== Goal ==
Rewrite all of the data below, including the requests, and multiply each bounding-box coordinate in the answers by 0.4, rounding to the nearest whole number with halves rounded up. Keep the numbers in the requests and their format samples as they are.

== Data excerpts ==
■ ■ ■ ■ ■ ■ ■

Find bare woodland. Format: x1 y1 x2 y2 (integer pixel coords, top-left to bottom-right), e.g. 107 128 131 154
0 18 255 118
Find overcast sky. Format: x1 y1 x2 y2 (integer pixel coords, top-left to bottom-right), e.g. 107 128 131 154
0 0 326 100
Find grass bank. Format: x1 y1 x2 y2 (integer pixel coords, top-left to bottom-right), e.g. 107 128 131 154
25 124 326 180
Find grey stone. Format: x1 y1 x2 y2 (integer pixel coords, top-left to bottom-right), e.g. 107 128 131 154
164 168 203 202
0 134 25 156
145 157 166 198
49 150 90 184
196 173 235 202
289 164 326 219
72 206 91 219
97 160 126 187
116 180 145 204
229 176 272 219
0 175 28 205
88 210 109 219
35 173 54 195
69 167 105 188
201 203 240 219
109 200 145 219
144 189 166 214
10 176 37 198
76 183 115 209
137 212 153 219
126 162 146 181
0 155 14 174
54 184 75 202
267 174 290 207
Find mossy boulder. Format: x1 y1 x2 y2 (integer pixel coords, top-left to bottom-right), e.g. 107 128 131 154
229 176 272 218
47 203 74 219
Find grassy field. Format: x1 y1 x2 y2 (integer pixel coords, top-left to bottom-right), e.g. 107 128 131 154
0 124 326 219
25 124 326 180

■ ■ ■ ■ ■ ■ ■

== Solution below ==
Find bare woodland. Format: x1 y1 x2 y2 (integer pixel coords, top-left to bottom-right), e.g. 107 128 131 154
0 7 102 47
Find overcast sky. Format: x1 y1 x2 y2 (integer pixel coords, top-left to bottom-right), e.g. 107 128 131 154
0 0 130 40
Find grass bank. Format: x1 y1 x2 y2 (integer pixel coords, top-left to bottom-right), e.g. 107 128 131 154
10 50 130 72
Find grey stone. Format: x1 y1 x2 y2 (integer pixel coords, top-left to bottom-right), e.g. 107 128 131 154
66 67 81 81
0 54 10 62
58 63 66 79
20 60 36 74
78 69 94 81
116 66 130 88
29 82 36 88
39 64 50 75
46 72 58 82
92 70 109 88
0 70 11 82
35 84 44 88
14 69 22 78
28 67 42 75
80 81 96 88
44 80 58 88
58 76 66 86
4 70 15 79
30 73 46 84
55 85 61 88
50 65 58 72
0 62 6 70
22 74 30 81
107 70 116 83
Find mossy boulder. Format: x1 y1 x2 y2 (integer pixel coords, top-left to bottom-right), e.g. 107 128 131 154
92 70 109 87
19 81 30 88
Find grassy field. Format: x1 y1 x2 y2 (integer pixel coords, top-left to bottom-right), e.g. 107 128 131 154
0 50 130 88
10 50 130 72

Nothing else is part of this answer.